What you are asked to do: Reproduce, word for word, the stretch of the DIG probe preparation protocol from "This is commonly" through "Polymerase SP6/or T7.".

Document section:
'''

4.12.3. Preparation of DIG labelling (non-radioactive) probe

While DNA probes can also be used to detect RNA targets, a DIG-labeled RNA probe is ideal for detecting RNA on a Northern blot because RNA probes (riboprobes) that are transcribed in vitro are able to withstand more rigorous washing steps preventing some of the background noise. RNA probes give better sensitivity for detecting low amounts of RNA target than DNA probes. The following protocol is based on the Roche DIG RNA Labelling Kit, SP6/T7.

  1. Linearize the recombinant plasmid DNAs with the target insert by cutting a restriction enzyme cleavage site downstream from the cloned insert using a restriction enzyme that creates 5’ overhangs (the choice of this enzyme will depend on the sequence of both the plasmid and insert).
  2.  After restriction digestion, purify the DNA by spin column purification or via phenol/chloroform/isoamyl alcohol extraction and ethanol.
    This is commonly referred to as the ‘plasmid mini-prep’ and there are numerous commercial and home-made recipes for doing so that all work well.
  3. Add the 2 μg purified template DNA to the following transcription reaction mixture to make 26 ml probe as follows:
    4 ml 10X NTP labelling mixture,
    4 ml 10X Transcription buffer,
    2 ml Protector RNase Inhibitor,
    4 ml RNA Polymerase SP6/or T7.
    Adjust the volume with additional water until a final volume of 26 ml.
  4. Place transcription reaction in the 37°C incubator for 2 hours.
    Longer incubations do not increase the yield of labeled RNA.
  5. Stop reaction with 2μl 0.2M EDTA (pH 8).
    Labeled probes are stable for at least one year at -15 to -25°C.

'''

Given information:
'''

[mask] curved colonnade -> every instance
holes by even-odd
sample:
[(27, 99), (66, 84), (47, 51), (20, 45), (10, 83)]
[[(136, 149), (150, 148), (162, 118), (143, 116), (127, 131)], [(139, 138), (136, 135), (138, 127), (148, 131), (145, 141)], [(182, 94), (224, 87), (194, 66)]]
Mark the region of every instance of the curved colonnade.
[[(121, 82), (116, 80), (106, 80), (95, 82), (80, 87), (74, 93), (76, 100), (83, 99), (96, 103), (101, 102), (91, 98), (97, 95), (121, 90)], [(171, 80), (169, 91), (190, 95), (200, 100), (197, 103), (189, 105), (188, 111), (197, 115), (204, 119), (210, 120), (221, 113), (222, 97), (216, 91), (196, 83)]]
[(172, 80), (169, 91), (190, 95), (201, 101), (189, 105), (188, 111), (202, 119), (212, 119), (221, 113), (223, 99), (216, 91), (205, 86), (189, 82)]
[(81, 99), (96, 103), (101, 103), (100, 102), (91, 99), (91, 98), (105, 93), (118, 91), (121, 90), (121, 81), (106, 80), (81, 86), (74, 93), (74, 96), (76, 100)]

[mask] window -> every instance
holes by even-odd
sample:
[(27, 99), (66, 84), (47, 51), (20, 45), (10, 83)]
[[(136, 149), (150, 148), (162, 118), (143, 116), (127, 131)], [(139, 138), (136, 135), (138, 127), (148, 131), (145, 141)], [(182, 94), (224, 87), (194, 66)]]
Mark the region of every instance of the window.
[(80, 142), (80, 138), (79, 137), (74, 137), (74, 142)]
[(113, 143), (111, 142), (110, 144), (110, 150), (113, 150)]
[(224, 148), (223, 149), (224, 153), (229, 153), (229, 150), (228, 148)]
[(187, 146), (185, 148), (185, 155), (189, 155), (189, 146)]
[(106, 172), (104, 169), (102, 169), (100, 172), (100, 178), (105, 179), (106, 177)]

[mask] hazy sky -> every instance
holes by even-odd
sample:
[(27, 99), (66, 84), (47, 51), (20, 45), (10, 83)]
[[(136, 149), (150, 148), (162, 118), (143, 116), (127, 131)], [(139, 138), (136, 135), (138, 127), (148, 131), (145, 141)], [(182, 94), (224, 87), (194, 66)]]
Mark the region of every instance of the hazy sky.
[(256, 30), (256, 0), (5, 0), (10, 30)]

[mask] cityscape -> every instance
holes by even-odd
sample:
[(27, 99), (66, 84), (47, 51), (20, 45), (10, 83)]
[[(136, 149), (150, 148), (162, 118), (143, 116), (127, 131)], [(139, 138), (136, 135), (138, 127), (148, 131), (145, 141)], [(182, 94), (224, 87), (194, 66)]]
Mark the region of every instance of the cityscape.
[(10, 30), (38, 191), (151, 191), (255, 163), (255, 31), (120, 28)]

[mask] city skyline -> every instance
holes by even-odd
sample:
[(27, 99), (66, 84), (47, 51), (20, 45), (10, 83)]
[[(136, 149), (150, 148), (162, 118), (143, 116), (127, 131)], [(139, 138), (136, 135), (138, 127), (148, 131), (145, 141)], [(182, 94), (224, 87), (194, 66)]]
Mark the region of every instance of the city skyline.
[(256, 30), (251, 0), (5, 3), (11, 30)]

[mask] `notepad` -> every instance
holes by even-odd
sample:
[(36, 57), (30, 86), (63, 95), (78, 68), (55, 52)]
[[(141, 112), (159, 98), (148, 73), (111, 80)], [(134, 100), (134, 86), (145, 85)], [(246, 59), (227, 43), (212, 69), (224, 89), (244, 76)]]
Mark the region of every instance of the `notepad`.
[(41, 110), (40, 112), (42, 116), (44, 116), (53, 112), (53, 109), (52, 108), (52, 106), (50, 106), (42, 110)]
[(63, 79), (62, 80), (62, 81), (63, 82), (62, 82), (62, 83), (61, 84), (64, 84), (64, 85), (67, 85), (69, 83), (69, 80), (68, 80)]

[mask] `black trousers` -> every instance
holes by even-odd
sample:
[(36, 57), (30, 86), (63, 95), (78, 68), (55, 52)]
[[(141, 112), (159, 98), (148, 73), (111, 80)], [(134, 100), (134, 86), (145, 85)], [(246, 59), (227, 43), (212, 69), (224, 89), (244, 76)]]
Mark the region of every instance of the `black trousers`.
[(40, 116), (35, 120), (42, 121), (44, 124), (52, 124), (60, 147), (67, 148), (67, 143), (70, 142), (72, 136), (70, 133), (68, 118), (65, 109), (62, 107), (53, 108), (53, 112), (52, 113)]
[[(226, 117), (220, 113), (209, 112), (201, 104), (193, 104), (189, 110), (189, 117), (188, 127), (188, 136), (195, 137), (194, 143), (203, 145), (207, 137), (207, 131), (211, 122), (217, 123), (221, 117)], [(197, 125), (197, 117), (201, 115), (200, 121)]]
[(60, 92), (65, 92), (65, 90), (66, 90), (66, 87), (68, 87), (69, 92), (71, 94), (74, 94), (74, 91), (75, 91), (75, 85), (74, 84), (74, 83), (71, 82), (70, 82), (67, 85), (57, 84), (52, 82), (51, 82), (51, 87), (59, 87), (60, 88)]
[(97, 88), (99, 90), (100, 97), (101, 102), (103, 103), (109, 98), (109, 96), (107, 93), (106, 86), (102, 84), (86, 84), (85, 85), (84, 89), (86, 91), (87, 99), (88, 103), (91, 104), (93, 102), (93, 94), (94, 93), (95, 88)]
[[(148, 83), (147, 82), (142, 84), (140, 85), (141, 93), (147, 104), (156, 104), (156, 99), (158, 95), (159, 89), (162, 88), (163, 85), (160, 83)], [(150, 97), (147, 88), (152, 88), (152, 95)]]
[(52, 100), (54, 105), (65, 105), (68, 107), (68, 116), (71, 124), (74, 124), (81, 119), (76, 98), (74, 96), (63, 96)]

'''

Output for this exercise:
This is commonly referred to as the ‘plasmid mini-prep’ and there are numerous commercial and home-made recipes for doing so that all work well.
  3. Add the 2 μg purified template DNA to the following transcription reaction mixture to make 26 ml probe as follows:
    4 ml 10X NTP labelling mixture,
    4 ml 10X Transcription buffer,
    2 ml Protector RNase Inhibitor,
    4 ml RNA Polymerase SP6/or T7.